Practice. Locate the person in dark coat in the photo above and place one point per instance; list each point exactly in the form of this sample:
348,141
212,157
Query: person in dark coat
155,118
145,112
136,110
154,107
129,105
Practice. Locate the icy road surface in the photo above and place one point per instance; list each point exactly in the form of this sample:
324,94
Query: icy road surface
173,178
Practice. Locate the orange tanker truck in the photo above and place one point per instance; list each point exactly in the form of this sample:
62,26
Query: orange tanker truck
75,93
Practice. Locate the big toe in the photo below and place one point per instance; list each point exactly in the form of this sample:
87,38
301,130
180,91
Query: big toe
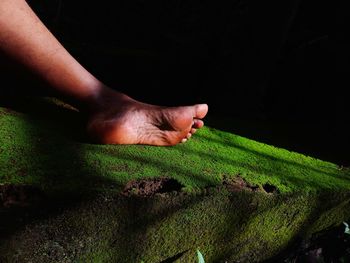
200,110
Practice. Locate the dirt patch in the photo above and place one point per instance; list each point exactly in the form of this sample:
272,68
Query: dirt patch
19,195
237,184
152,186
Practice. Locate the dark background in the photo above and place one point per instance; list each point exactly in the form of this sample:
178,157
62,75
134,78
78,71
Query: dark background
275,71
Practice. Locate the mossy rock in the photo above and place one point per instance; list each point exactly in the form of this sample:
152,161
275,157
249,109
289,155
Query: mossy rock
66,200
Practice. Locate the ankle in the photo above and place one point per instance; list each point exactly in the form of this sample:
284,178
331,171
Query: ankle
105,99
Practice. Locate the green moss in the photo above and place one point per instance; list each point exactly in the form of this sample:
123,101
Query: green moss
39,150
106,227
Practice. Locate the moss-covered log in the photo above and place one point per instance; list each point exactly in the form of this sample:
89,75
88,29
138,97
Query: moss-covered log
66,200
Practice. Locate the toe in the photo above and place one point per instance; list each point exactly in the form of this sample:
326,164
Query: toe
200,110
197,124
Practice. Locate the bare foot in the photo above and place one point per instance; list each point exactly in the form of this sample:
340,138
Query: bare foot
122,120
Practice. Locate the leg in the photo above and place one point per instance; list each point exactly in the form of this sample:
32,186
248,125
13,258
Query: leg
113,117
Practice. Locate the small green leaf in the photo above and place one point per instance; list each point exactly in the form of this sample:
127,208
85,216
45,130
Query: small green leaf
347,229
200,257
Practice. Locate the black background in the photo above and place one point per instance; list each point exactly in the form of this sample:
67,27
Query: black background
275,71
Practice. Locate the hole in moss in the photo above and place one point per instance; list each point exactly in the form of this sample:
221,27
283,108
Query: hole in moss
269,188
19,195
148,187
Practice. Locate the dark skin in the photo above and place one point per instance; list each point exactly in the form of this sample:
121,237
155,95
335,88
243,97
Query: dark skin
113,117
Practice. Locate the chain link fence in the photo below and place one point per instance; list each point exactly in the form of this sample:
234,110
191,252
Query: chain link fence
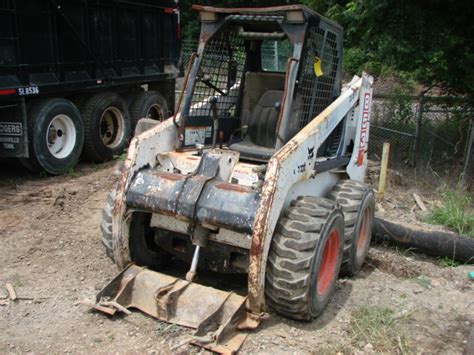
431,134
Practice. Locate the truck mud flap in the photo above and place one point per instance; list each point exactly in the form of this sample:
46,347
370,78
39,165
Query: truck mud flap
217,316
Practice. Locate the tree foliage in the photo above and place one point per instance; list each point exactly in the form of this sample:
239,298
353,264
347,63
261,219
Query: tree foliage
430,41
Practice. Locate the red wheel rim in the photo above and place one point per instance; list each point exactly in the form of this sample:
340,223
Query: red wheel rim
364,233
327,269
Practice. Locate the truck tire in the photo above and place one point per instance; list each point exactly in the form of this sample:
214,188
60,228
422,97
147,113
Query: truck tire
106,126
56,136
148,104
305,258
358,205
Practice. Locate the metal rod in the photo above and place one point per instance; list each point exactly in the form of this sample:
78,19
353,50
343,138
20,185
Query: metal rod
215,117
195,259
192,271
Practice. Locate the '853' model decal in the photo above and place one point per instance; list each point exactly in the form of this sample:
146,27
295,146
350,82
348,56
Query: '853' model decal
31,90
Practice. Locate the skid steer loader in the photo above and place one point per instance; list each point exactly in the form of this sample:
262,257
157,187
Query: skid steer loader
260,172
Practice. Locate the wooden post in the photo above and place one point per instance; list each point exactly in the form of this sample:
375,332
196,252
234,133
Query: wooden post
419,117
383,170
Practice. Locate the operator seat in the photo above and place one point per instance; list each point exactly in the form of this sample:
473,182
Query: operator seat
259,142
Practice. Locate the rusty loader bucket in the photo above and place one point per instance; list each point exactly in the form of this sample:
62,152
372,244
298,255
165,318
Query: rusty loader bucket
216,315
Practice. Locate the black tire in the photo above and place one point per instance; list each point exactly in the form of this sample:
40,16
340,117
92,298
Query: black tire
305,257
106,225
56,136
358,205
148,104
106,126
142,246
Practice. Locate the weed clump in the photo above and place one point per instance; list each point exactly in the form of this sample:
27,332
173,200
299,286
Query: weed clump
456,212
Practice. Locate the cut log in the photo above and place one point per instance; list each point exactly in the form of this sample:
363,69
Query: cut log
437,243
420,203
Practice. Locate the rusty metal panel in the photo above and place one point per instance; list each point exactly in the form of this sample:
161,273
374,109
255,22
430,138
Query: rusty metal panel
228,205
216,315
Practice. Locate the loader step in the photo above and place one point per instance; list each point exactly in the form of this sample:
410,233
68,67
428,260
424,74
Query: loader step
216,315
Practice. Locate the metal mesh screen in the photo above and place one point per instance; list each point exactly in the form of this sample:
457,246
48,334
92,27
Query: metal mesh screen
315,92
222,51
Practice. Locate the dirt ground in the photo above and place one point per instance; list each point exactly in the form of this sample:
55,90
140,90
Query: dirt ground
51,253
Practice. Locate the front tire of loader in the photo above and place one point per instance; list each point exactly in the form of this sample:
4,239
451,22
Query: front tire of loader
143,250
305,258
358,205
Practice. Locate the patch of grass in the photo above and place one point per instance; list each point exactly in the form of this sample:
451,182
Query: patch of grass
98,166
377,325
333,348
71,172
448,262
423,281
16,281
456,212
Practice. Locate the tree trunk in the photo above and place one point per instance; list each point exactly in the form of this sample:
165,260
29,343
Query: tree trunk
430,242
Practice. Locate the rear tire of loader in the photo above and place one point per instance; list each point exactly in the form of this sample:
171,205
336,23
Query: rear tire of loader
358,205
305,258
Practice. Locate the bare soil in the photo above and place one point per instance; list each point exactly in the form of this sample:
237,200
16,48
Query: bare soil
50,252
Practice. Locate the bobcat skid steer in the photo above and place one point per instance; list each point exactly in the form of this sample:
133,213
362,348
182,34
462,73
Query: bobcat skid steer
260,172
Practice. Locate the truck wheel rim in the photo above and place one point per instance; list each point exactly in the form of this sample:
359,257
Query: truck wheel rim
111,127
61,136
364,232
327,269
155,113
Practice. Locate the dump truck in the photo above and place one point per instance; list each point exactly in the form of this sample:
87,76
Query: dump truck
75,76
260,172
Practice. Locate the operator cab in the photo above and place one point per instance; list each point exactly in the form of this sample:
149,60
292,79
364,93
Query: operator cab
253,84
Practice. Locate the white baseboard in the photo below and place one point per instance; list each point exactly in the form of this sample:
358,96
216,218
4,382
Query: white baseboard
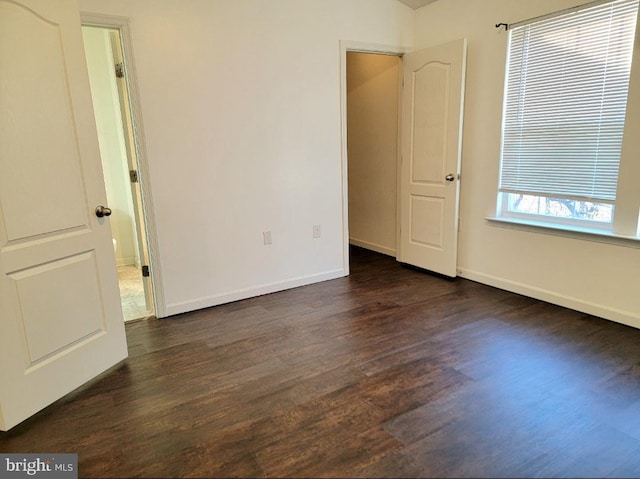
625,317
236,295
373,247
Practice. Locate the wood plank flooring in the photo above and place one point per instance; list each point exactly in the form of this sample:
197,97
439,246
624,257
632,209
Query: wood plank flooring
390,372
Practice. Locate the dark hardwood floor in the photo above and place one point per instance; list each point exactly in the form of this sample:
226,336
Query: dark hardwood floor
390,372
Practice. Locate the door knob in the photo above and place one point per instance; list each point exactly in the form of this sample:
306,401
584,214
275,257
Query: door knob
102,211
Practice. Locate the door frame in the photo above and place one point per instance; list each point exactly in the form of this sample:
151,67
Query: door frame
381,49
122,25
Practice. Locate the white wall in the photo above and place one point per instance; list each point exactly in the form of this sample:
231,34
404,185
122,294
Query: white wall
111,138
241,108
372,127
599,278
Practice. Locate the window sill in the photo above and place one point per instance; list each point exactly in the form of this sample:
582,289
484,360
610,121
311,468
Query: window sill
600,236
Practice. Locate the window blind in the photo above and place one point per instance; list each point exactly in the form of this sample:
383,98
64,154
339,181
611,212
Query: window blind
565,102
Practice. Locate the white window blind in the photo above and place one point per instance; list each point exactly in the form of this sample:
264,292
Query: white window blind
565,103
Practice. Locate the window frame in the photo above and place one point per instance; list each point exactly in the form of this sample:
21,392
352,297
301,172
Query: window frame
572,225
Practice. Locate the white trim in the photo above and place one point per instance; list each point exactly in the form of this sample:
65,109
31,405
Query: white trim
240,294
373,247
364,47
144,171
619,316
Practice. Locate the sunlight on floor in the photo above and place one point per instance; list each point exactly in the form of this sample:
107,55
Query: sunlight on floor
131,293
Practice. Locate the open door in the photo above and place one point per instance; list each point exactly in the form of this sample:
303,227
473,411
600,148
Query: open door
132,163
431,138
60,318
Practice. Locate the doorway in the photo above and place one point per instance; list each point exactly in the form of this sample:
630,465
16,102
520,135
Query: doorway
118,151
373,105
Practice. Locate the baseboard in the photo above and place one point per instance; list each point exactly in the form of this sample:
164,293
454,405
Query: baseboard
625,317
239,294
373,247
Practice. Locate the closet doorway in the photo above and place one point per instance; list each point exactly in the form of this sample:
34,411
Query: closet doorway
372,104
116,134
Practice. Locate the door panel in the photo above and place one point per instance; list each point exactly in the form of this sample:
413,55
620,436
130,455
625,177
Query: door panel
431,148
60,318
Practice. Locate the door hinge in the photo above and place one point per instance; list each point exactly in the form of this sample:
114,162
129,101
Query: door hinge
120,70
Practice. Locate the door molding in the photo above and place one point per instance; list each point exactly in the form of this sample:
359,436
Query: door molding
360,47
144,175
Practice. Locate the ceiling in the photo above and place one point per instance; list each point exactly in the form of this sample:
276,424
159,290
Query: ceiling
415,4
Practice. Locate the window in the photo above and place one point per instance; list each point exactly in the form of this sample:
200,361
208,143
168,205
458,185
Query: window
564,113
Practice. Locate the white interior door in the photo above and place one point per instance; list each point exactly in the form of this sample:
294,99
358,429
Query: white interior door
431,134
60,318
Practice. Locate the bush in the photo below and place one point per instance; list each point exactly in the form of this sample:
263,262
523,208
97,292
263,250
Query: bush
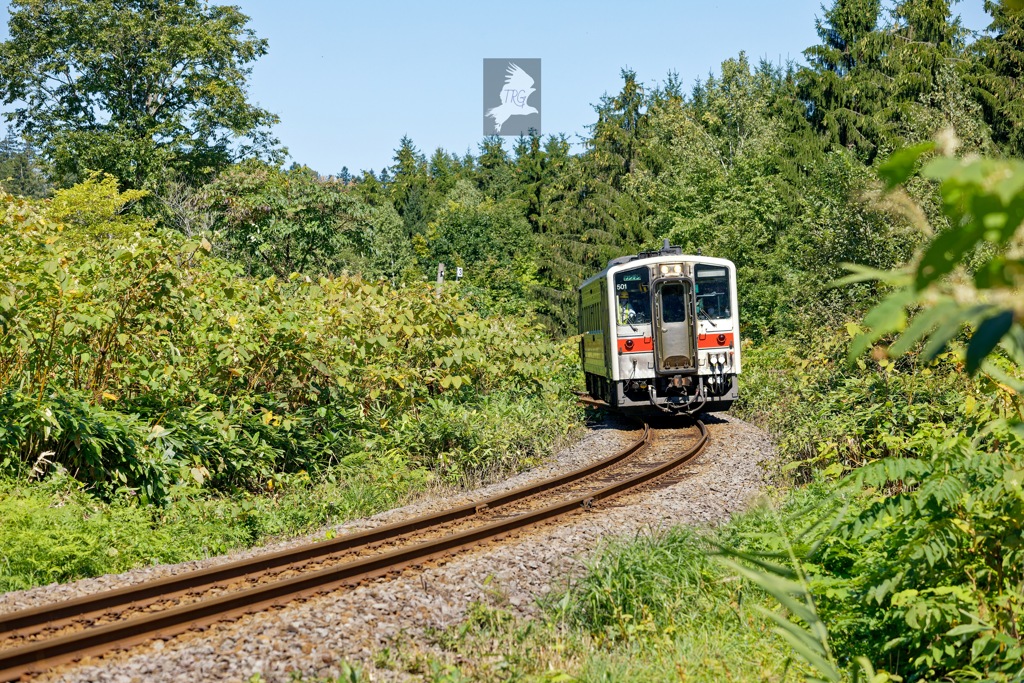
141,361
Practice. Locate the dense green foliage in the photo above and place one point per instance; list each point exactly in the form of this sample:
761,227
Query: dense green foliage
142,90
196,347
143,361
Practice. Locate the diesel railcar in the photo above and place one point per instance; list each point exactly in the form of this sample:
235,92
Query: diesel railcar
659,332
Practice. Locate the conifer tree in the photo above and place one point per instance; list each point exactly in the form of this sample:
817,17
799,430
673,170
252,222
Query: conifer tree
843,88
997,75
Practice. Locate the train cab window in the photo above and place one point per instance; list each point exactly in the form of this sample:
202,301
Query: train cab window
633,297
674,302
714,297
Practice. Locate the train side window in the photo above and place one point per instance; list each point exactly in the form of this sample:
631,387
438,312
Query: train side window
714,297
633,297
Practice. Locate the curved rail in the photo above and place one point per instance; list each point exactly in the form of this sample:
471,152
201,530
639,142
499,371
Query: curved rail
28,621
40,655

+ + +

Written request:
Could you reproduce the records from the line that has "Practice. Locate the curved" through the end, keeping every line (requests included) but scaling each answer point's coordinates by 1.35 and rounding to whole numbers with halves going up? The sample numbers inside the requests stay as they are.

Right answer:
Practice. Locate the curved rail in the photo above and place one point per instance; list each point exactly in the form of this sample:
471,152
201,530
639,142
499,371
Query: curved rail
38,838
54,884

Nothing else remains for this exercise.